## TASK OBJECTIVE:
Copy out the records below word for word, leaving out the pictures.

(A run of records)
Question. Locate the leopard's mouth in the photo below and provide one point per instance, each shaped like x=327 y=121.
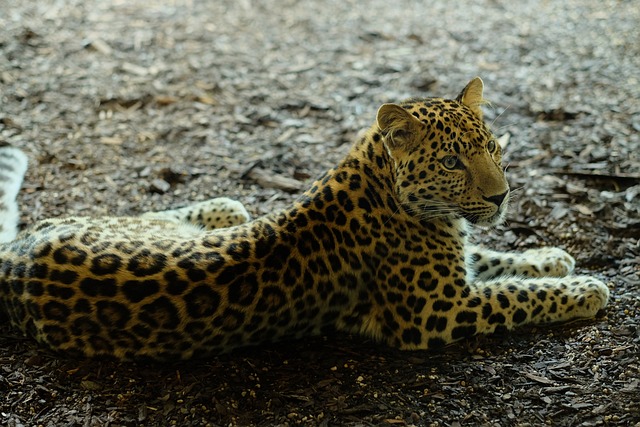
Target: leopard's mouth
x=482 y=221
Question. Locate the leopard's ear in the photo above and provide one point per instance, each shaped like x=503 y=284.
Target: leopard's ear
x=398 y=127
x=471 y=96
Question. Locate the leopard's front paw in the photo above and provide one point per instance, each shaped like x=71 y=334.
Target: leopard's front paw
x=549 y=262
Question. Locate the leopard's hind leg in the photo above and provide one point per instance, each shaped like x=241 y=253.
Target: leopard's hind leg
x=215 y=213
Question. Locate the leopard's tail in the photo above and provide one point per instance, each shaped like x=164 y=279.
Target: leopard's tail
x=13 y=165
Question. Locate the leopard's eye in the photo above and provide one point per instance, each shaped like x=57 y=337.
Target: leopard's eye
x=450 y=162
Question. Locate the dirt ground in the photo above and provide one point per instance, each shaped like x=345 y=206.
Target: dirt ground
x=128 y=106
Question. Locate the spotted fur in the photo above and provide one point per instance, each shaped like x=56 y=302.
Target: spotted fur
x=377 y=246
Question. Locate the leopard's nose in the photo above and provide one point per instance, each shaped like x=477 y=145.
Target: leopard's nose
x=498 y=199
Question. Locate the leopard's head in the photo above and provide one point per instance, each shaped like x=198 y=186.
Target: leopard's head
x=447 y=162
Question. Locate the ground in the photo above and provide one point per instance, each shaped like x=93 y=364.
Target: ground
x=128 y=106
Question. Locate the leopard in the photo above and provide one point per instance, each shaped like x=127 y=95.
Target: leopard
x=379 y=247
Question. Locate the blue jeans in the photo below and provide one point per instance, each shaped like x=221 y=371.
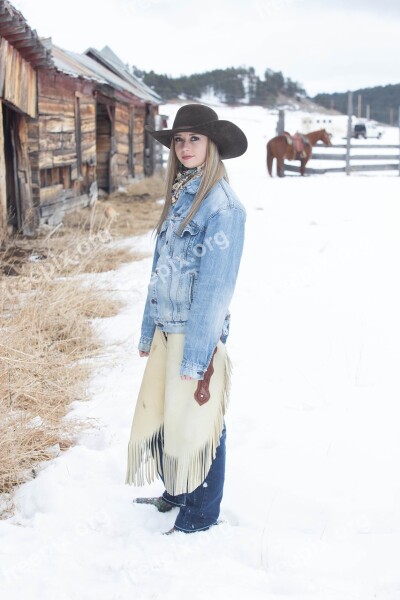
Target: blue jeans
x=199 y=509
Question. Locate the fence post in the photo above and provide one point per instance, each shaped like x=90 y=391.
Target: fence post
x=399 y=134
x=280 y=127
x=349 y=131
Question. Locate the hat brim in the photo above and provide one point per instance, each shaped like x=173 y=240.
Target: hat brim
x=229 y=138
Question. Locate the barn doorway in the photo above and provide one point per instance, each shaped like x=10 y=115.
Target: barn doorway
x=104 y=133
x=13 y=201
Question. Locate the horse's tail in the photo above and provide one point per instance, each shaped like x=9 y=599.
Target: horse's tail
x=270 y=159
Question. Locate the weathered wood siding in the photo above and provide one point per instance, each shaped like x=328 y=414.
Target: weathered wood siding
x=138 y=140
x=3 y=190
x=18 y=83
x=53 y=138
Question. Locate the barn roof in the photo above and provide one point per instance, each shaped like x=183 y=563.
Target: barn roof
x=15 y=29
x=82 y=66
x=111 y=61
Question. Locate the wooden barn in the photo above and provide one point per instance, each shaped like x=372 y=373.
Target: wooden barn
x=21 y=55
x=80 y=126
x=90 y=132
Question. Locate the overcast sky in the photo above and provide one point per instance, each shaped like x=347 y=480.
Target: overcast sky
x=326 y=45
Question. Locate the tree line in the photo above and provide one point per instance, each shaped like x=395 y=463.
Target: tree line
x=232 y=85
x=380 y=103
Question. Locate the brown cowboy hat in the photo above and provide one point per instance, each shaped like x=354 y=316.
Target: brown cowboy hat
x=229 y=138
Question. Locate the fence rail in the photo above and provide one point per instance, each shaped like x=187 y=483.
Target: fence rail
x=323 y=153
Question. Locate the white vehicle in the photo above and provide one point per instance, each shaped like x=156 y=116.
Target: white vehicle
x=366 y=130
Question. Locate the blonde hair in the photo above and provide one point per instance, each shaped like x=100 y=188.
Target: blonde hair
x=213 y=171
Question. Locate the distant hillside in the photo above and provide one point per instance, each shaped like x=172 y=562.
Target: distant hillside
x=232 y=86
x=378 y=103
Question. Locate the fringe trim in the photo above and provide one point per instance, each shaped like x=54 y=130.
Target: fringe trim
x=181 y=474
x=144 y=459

## EXERCISE RESPONSE:
Question. Locate the leopard's mouth in the photo below and provide one point per instance, each shaped like x=327 y=121.
Target: leopard's mouth
x=482 y=221
Question. Locate the leopard's ear in the photo above and provide one point per instance, each shaped like x=503 y=284.
Target: leopard's ear
x=398 y=127
x=471 y=96
Question. Locate the leopard's front paw in the photo above and provide one point per instance, each shaped like x=71 y=334.
Target: leopard's front paw
x=549 y=262
Question. Locate the leopard's hind leg in the photo above and provide one point per instance, each shaped like x=241 y=253.
Target: leopard's hind leg
x=215 y=213
Question. Locate the leopard's tail in the photo above and provide one point per instance, each shaped like x=164 y=279.
Target: leopard's tail
x=13 y=165
Question. Locate the leopard's eye in the photo above and provide one point per instance, each shaped like x=57 y=337.
Target: leopard's eye
x=450 y=162
Question. Locate the dirt ground in the photo above and provide one point per instance, each shaped like x=345 y=206.
Target: dirt ground
x=128 y=106
Question. Locate the spotted fur in the photo above and provide one point per instance, each shaped like x=56 y=302.
Target: spotted fur
x=377 y=246
Question. Locate the leopard's nose in the photo above and provide one point per instance, each shaped like x=477 y=145.
Target: leopard's nose
x=498 y=199
Question. Locate the leopard's head in the photo above and provide one point per instance, each shaped like x=198 y=186.
Target: leopard's head
x=447 y=162
Question. Locate the ground in the photo above and provide one point per instance, each shaped like x=93 y=364.
Target: ground
x=128 y=106
Question. Locate the leopard in the photo above and provide one point per instance, each shaped like x=127 y=95.
Target: leopard
x=379 y=247
Question. Locate the blue jeans in the photo below and provide one point per instance, each shaped like x=221 y=371.
Target: blue jeans
x=199 y=509
Question. Locate the fence post in the photo above and provide one point per instance, each shaped like x=90 y=391.
Target: fence post
x=399 y=134
x=280 y=127
x=349 y=131
Question. Locate the hat brim in the photo above and provide one point per instance, each shaped like x=173 y=240.
Target: hat brim
x=229 y=138
Question. Locate the barn doorway in the photo above and provide one point per instance, each shaped like x=10 y=115.
Target: barn doorway
x=104 y=133
x=13 y=201
Question. Locate the horse's tail in the photo above and provide one point per instance, each shaped like x=9 y=599.
Target: horse's tail
x=270 y=159
Question. Locate the weathered wood siding in the photo above and provide one point per instance, each shaped like x=328 y=414.
Target: weathered wood siding
x=138 y=140
x=3 y=190
x=18 y=83
x=53 y=138
Question. Locate the barn roof in the photo above and provide one point per instance, each shaped like x=183 y=563.
Target: barn roof
x=15 y=29
x=82 y=66
x=111 y=61
Question. Locate the wooden barn in the photo above and provide one point per instance, each shaped like x=372 y=373.
Target: wooden barn
x=21 y=55
x=80 y=126
x=90 y=132
Question. Locate the overcast sky in the photo above and provide one point per instance, each shaped like x=347 y=480.
Target: overcast sky
x=326 y=45
Question. Locate the tree line in the photo above and provide one point per instance, each shaped like x=395 y=463.
Target: tree line
x=232 y=85
x=380 y=103
Question. Locate the brown cowboy hat in the photo above and provide one point per instance, each shaped like x=354 y=316.
Target: brown cowboy hat
x=229 y=138
Question. Locate the fence rail in the photo above and provide one point per instance, each shaped like x=187 y=483.
Target: fence rail
x=323 y=153
Question. Locate the white vehicle in the photo above and provide one point per instance, each shaped like x=156 y=116.
Target: white vehicle
x=366 y=130
Question. Locate the blonde hair in the photo above and provide one point per instance, each shaped like x=100 y=188.
Target: blonde hair
x=213 y=171
Question. Locate the distant hillside in the photo above and provide one point per instance, each shaped like x=172 y=562.
Target: distant hillside
x=232 y=86
x=378 y=103
Question. Locate the fringe trim in the photo above and provide one point per instance, each shaped like x=54 y=130.
Target: fringe trim
x=181 y=474
x=144 y=459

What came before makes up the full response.